Justin Wehr asked me some interview questions and decided not to publish my answers. I thought they were good questions. Here they are, reworded slightly, and my answers.
QUESTION Of the experimental treatments you have studied, which ones have the most positive effect on your life?
ANSWER From more to less effect:
- Effect of morning faces on mood
- Effect of fermented food on health
- (tie) Effect of animal fat on health
- (tie) Effect of omega-3 on health
- Weight-control experiments.
QUESTION What about everyone else?
ANSWERÂ It depends on how far in the future you look. The morning faces stuff is the most important, I’m sure, but it’s also the hardest to implement. The fermented food stuff is easy to implement. It’s easy to eat more yogurt. So I believe that in the short term, the fermented foods stuff will have the most effect on others, in the long term, the faces stuff.
QUESTION Much of your research is related to the idea that we get sick because we live differently now than long ago. Can you explain this? Are there exceptions?
ANSWER Our genes were shaped to work well in one environment. Now our environment is quite different. All sorts of things go wrong — we don’t eat an optimal diet, for example — and our bodies malfunction in all sorts of ways. The exception is that once we know what an optimal diet (or environment) is we can assure it. For example, we can make sure we get the optimal amount of Vitamin C. The health problems caused by progress can be fixed, in other words, and we can emerge in better shape than ever before.
QUESTION How much time a day do you spend on self-experimentation?
ANSWER About ten minutes. Measuring various things, such as blood pressure and brain function.
QUESTION Why do few people self-experiment?

☆ ☆ ☆ ☆

Please write the next part of the self-experimentation interview, starting right after its last line.

:: DATA LISTING ::
☆ ☆ ☆ ☆

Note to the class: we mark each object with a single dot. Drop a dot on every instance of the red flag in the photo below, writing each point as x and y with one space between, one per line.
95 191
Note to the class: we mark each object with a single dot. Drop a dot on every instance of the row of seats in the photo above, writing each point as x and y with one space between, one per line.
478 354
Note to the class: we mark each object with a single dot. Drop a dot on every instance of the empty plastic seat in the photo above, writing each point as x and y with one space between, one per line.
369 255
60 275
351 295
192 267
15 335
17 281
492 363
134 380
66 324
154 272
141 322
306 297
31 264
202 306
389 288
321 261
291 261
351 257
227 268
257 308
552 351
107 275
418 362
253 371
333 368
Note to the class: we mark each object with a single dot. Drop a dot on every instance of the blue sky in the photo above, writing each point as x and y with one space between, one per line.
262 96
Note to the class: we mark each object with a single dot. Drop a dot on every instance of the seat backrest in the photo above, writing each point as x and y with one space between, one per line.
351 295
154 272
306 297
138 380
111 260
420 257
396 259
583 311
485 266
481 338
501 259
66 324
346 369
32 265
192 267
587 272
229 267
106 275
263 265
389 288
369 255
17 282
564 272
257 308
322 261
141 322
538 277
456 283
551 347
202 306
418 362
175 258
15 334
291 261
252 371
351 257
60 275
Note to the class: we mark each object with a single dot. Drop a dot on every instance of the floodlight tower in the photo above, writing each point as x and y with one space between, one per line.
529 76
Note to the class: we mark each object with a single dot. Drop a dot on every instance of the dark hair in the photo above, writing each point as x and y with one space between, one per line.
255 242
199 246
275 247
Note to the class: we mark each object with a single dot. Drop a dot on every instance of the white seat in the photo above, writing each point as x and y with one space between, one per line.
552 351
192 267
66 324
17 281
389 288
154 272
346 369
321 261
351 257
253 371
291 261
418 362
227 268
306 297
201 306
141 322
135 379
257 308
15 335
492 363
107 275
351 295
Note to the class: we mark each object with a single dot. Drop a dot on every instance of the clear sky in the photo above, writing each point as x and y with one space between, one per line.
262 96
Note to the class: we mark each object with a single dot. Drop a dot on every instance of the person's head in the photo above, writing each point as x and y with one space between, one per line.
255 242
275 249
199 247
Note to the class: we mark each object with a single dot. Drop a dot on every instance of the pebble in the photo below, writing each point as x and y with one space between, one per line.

☆ ☆ ☆ ☆

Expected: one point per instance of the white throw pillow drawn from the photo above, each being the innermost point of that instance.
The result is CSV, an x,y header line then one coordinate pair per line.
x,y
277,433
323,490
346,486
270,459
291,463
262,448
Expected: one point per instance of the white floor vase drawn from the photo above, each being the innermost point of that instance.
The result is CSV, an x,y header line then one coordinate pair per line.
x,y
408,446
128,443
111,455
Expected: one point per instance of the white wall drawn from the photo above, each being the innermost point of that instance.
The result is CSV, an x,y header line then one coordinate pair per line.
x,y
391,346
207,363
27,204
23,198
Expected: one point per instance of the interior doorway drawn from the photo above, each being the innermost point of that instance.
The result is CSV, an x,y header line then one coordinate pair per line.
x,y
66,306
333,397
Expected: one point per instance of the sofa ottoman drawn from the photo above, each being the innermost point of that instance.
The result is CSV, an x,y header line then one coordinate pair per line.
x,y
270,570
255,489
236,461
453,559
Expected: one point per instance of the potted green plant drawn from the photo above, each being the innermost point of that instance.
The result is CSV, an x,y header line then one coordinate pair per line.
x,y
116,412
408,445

☆ ☆ ☆ ☆

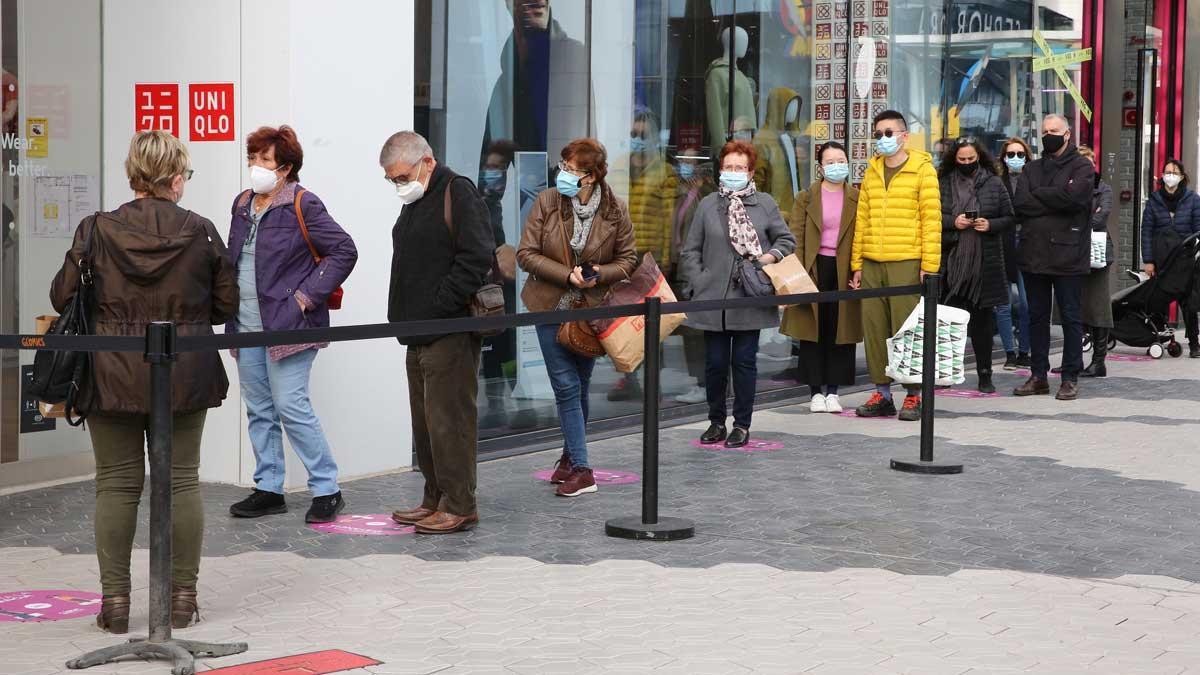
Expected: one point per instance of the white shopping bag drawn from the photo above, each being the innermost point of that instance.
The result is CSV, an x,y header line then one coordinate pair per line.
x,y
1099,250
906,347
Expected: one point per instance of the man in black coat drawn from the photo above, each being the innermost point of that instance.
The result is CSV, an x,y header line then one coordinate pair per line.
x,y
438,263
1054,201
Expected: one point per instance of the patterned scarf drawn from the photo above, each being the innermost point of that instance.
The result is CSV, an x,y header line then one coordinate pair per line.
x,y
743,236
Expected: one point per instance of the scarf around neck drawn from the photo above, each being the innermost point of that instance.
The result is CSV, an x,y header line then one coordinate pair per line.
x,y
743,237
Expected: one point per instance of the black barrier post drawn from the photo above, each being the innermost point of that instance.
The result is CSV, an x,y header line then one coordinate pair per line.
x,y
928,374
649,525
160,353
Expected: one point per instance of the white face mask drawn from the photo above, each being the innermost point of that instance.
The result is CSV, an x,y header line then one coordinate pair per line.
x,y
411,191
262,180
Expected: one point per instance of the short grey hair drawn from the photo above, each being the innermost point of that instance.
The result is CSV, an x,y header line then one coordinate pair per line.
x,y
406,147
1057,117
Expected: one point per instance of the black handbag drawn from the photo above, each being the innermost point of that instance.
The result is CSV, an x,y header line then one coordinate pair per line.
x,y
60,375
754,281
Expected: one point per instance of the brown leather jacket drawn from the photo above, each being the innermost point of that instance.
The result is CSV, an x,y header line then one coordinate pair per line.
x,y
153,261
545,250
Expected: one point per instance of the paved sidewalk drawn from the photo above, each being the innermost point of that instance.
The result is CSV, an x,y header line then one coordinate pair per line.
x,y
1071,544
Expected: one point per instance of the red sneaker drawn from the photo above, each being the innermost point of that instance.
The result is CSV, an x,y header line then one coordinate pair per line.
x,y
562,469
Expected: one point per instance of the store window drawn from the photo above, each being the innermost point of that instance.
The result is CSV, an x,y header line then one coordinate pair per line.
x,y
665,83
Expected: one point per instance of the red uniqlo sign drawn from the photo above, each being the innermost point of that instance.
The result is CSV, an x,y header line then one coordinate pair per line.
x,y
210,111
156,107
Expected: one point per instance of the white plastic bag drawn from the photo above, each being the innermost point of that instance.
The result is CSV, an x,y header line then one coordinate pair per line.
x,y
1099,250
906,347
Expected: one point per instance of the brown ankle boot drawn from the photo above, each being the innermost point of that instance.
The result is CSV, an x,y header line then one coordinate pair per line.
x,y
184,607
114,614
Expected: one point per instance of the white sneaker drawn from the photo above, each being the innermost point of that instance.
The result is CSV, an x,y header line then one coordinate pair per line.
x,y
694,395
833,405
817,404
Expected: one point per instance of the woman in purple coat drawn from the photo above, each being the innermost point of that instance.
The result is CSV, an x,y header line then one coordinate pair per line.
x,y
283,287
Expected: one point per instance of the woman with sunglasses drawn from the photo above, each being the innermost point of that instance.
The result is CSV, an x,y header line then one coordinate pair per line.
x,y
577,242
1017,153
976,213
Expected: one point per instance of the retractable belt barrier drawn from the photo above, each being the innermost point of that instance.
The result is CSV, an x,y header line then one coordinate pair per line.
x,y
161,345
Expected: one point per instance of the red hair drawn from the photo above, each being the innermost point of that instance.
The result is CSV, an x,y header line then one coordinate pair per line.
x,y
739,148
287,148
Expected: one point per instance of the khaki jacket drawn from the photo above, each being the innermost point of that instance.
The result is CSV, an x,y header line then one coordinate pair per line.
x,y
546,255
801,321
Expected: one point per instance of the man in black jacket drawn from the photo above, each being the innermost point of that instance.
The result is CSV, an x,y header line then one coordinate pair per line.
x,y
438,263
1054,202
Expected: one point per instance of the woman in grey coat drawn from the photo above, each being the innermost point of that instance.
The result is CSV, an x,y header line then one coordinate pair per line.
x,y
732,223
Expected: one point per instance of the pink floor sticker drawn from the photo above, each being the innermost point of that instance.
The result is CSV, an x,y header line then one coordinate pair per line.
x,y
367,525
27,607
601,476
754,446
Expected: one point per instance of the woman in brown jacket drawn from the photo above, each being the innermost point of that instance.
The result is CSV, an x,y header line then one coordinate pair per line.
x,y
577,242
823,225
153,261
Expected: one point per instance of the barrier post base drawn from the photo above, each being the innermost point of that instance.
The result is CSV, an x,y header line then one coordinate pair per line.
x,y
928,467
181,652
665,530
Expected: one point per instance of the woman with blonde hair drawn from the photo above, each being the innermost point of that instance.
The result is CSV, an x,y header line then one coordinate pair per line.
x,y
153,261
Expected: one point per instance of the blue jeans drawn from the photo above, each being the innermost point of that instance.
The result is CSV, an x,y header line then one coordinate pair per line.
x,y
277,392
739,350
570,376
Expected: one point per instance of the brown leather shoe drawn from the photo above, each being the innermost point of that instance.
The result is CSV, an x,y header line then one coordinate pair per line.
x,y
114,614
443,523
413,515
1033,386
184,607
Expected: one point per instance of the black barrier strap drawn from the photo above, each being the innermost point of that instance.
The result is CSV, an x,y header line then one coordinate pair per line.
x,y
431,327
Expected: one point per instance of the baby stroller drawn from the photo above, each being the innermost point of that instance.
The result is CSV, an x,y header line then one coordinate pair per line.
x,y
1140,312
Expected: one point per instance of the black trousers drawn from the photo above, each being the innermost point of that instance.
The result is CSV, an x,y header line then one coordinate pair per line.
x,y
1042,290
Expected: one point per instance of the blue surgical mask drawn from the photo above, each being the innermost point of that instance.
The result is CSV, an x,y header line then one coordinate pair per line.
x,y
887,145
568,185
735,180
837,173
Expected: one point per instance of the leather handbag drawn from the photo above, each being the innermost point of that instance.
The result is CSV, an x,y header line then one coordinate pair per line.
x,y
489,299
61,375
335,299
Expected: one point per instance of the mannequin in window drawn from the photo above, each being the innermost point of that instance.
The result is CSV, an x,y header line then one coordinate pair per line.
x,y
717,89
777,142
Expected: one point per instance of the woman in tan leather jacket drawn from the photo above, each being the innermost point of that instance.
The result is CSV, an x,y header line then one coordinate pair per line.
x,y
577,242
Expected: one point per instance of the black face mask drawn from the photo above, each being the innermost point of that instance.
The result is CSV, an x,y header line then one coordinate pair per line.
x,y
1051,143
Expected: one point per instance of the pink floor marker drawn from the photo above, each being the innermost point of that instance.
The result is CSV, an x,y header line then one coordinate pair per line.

☆ ☆ ☆ ☆

:: EXPECTED ANSWER ::
ANSWER Millions of people self-experiment. For example, millions of fat people try many different ways to lose weight. Professional scientists (e.g., med-school professors) do not self-experiment, at least publicly, because it is low-status, because it is frowned upon (by their colleagues), because it might be hard to publish the results, and because it won’t help them get grants.
QUESTION How do you determine an appropriate dosage for treatments that might have a good effect on what you measure but a bad effect on other things? For example, maybe animal fat is good for sleep but bad for other things.
ANSWER I don’t worry about it. Just as all electric appliances are designed to use the same house current, I’m sure all parts of our body are designed to work best with the same diet.
QUESTION Could advances in medical technologies (such as regenerative medicine) replace the need to live healthily? For example, if we could easily replace livers, maybe people could drink more.
ANSWER Not likely. Except that the more we know about nutrition the more we can replace our ancestors’ diet with a diet made up of the necessary nutrients. For example, I drink flaxseed oil to get omega-3. I’m sure our long-ago ancestors got omega-3 in other ways. So I no longer need to be like them. Basic nutrition isn’t medical technology, but it is a way in which it is easier to be healthy.
QUESTION What don’t you know, but wish you did?
ANSWER How to make book-writing as addictive as Wii Tennis.